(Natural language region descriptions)
++++++

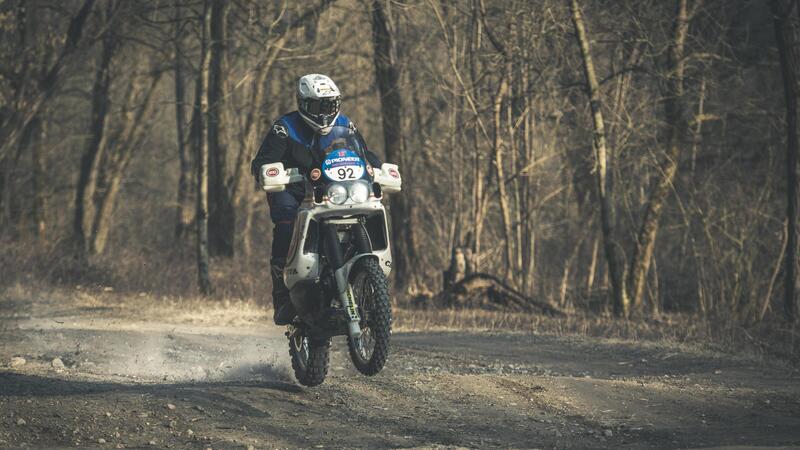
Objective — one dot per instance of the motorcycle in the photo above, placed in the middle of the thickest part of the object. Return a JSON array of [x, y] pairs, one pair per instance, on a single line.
[[339, 257]]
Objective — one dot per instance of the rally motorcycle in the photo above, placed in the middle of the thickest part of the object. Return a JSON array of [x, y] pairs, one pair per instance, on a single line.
[[339, 257]]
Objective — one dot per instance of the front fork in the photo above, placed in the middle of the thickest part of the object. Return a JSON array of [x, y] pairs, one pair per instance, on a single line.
[[333, 251]]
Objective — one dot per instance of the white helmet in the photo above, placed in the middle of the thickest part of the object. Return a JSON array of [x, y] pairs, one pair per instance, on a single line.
[[318, 101]]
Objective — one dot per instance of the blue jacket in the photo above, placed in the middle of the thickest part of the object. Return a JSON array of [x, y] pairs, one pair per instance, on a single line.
[[290, 141]]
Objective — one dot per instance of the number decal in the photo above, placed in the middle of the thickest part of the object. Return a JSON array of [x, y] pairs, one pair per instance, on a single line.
[[342, 165]]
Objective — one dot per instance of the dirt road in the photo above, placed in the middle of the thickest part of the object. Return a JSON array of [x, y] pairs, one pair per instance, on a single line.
[[98, 375]]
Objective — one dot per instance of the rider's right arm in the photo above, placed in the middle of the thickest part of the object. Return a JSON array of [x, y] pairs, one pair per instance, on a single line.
[[272, 149]]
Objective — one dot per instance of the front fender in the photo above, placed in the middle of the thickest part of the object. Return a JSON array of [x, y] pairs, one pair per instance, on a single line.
[[342, 274]]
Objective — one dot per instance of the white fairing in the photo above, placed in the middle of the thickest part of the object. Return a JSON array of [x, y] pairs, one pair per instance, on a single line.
[[389, 178], [303, 266], [274, 178]]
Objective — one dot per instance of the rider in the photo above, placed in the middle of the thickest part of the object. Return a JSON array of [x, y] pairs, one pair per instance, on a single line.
[[290, 141]]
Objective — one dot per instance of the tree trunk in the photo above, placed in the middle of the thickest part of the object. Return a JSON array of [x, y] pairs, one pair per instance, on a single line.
[[201, 215], [676, 132], [601, 154], [501, 185], [134, 130], [183, 211], [786, 17], [39, 175], [221, 219], [391, 114]]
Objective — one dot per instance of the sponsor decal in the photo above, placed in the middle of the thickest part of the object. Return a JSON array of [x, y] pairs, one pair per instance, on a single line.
[[280, 130], [342, 165]]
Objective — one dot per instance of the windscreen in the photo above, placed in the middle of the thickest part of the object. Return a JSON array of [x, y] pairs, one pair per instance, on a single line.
[[343, 156]]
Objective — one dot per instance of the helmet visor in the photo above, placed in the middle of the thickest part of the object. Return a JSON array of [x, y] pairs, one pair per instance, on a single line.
[[322, 107]]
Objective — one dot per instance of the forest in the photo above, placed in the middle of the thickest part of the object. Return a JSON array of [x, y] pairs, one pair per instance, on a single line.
[[632, 161]]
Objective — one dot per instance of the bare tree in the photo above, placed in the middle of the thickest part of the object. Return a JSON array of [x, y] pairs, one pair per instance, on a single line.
[[386, 75], [202, 147], [676, 135], [786, 18], [607, 221], [183, 210]]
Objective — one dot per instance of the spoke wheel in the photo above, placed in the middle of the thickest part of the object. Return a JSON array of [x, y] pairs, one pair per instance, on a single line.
[[371, 294], [310, 359]]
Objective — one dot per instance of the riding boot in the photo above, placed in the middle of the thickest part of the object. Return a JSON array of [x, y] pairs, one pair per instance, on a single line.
[[281, 301]]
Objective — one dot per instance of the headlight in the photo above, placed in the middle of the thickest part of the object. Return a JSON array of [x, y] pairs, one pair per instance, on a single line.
[[359, 192], [337, 193]]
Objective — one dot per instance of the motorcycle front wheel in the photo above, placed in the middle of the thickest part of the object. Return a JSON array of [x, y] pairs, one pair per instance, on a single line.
[[310, 359], [371, 294]]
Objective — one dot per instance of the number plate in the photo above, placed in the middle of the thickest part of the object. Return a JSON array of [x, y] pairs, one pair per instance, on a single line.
[[342, 165]]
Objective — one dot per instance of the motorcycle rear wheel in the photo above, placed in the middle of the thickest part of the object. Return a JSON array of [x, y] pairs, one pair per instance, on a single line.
[[310, 359], [371, 294]]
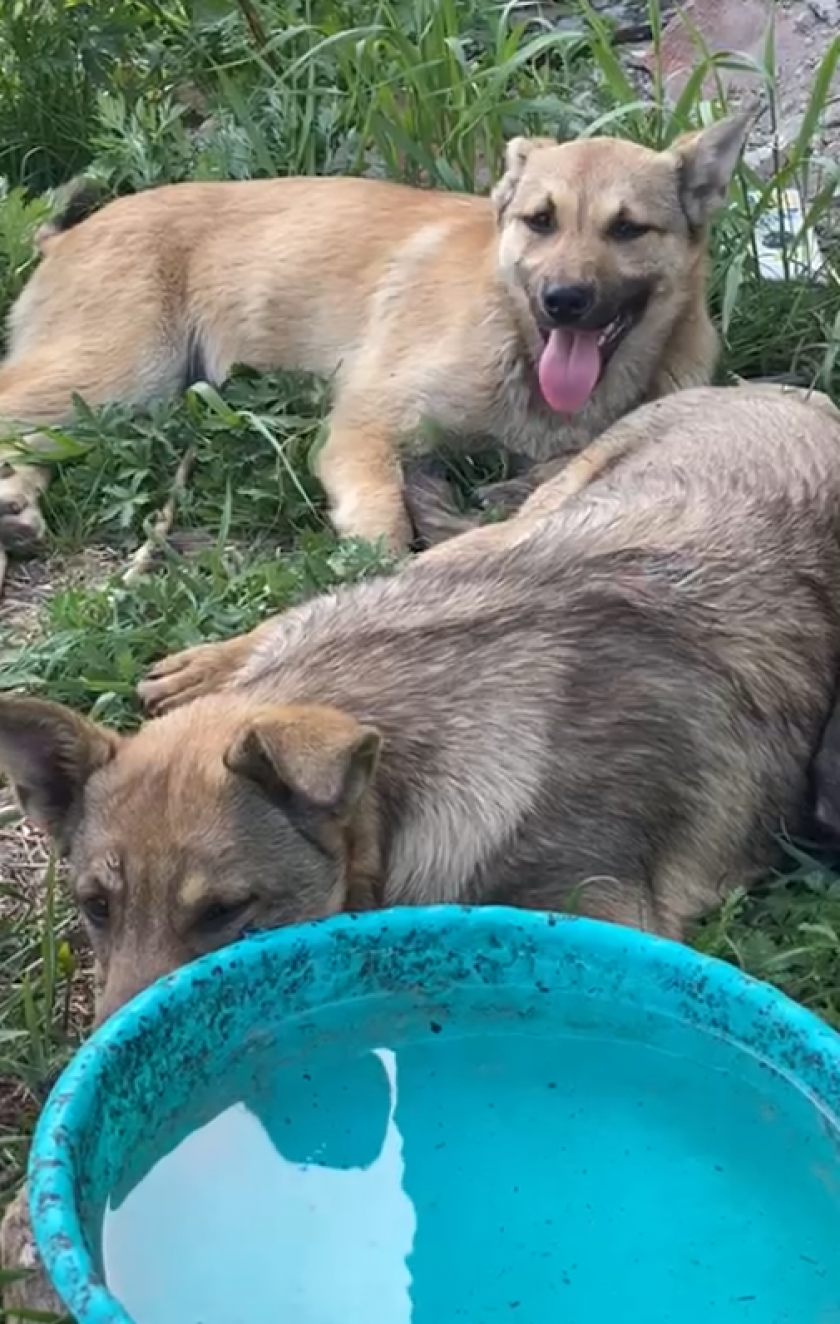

++++++

_Try it_: Could the entries above be returned verbatim, with no pictures included?

_Response area_:
Objective — one dot per instance of the motorcycle in the photo above, placed in the middle of the thickest part of the object. Return a JSON array of [x, y] pairs, one pair per instance, on a single line.
[[339, 257]]
Objective — one dot per instance of the rally motorcycle in the photo above, placed in the middle of the thickest part of the object. Return a JSON array of [x, y] pairs, one pair per instance, on a single line.
[[339, 257]]
Objective — one dot per instance of the front fork in the photo above, placed in the middle of the thickest part of the object. Return a JSON array of [x, y] pairs, one pair per instance, on a single line.
[[333, 251]]
Objective — one dot per instance of the white helmet in the photo above, placed in the middle of the thickest part of the object. Return a JSON array of [x, y] pairs, one pair per instance, on a single line.
[[318, 101]]
Objective — one dot per instance of the blue jacket in the photo above, placed in the middle of the thickest part of the object. Return a JSON array of [x, y] pairs, one pair per instance, on a single line.
[[290, 141]]
Objective — one dot per instance of the number decal in the photo above, placed in the middle of the thickest part of the object. Return a JSON array of [x, y] pairs, one pair per instance, on a single line.
[[342, 165]]
Objective — one dot per instance of the dirt road in the photo above, placed in the middle of the thickest part of the object. Return a JSON array of [x, y] pairs, one pair per instance, on a single line.
[[98, 375]]
Objective — one dot per instance of the rider's right arm in the photo above, placed in the middle of the thickest part of the object. Return a JSON array of [x, y] pairs, one pair per instance, on a single line.
[[272, 149]]
Objective — one dot per instance of the front fender in the photo above, placed in the middle of the thickest part of the object. Return a JSON array of [x, y] pairs, one pair per instance, on a single line.
[[342, 274]]
Objective — one dot per instance of the white fairing in the photo above, placed in the middle of the thickest part of the object. Return a JSON array of [x, y] pairs, one pair per instance, on a single line.
[[389, 178], [303, 266], [274, 178]]
Objective — one dot per instance of the rider in the photo above, placed in the middle of the thickest part of the object. Return a JSON array of [x, y] pairs, one pair per instance, on a single line.
[[290, 141]]
Objective — one dot per instance of the tree trunk in the photo above, placed in the middle of the thickest part of the object. Return a JSON array of [x, y] pairs, one pair per instance, on a single line.
[[201, 215], [676, 132], [601, 154], [501, 185], [134, 130], [183, 211], [786, 17], [39, 175], [221, 219], [391, 114]]
Objective — one dot per instance of the sponsor decal in the photo above, placed in the middle of the thickest part of the object. Return a JSON array of [x, y] pairs, one pair per instance, on a single line.
[[280, 130], [342, 165]]
Objective — one dot per instance of the windscreen in the photo above, placed in the middle of the thickest part of the object. Return a JSON array of [x, y] pairs, one pair per instance, on a single line.
[[343, 156]]
Objective — one dot per instance of the helmet visor in the photo above, placed in the middle of the thickest part of the object. Return a JSON array of [x, y] pairs, one pair per instance, on a single line.
[[322, 107]]
Objective — one dot per instance of the forest in the photo above, placed in the middle of the thickest part of the object. Return a JSON array of [x, y] pairs, one pair per instance, on a single line.
[[632, 161]]
Objective — one dot per instance of the bare tree in the photo above, placed in the middle of the thickest part of the object. Return a JSON array of [x, y] pairs, one pair per instance, on a single line.
[[386, 75], [202, 147], [676, 135], [786, 18], [607, 221], [183, 210]]
Objective — one dot per instance of the spoke wheel in the photo above, placed in the middle of the thickest part of the object. Return a JSON array of [x, y] pairs, one pair per instance, on a single line.
[[371, 294], [310, 359]]
Objective — one dot per instance of the riding boot in the photo above, placed in the middle of the thickest part of the object. Return a JSON array of [x, y] pairs, one pair per instance, on a single line.
[[281, 301]]
Objective — one dot per instance of the headlight in the photo above, placed in the middle of the thickest part of the object. Return a JSON array of [x, y] pairs, one pair per instance, on a single line.
[[359, 192], [337, 193]]
Objective — one dot per instance of the motorcycle front wheel in the photo above, placed in the middle of the thickest part of the object. Return a JSON array of [x, y] pairs, one pair per instance, on a single line.
[[310, 359], [371, 294]]
Objective — one dot per instance of the number plate in the photo above, placed in the middle of the thickest part of the object. Return a JSON array of [x, y] pairs, one pair per instance, on a single line.
[[342, 165]]
Objective — one dot per instance of the motorcycle rear wheel in the photo above, placed in the middle of the thickest part of the object. Return a JSON array of [x, y] pairs, one pair per instance, on a single line.
[[310, 359], [371, 294]]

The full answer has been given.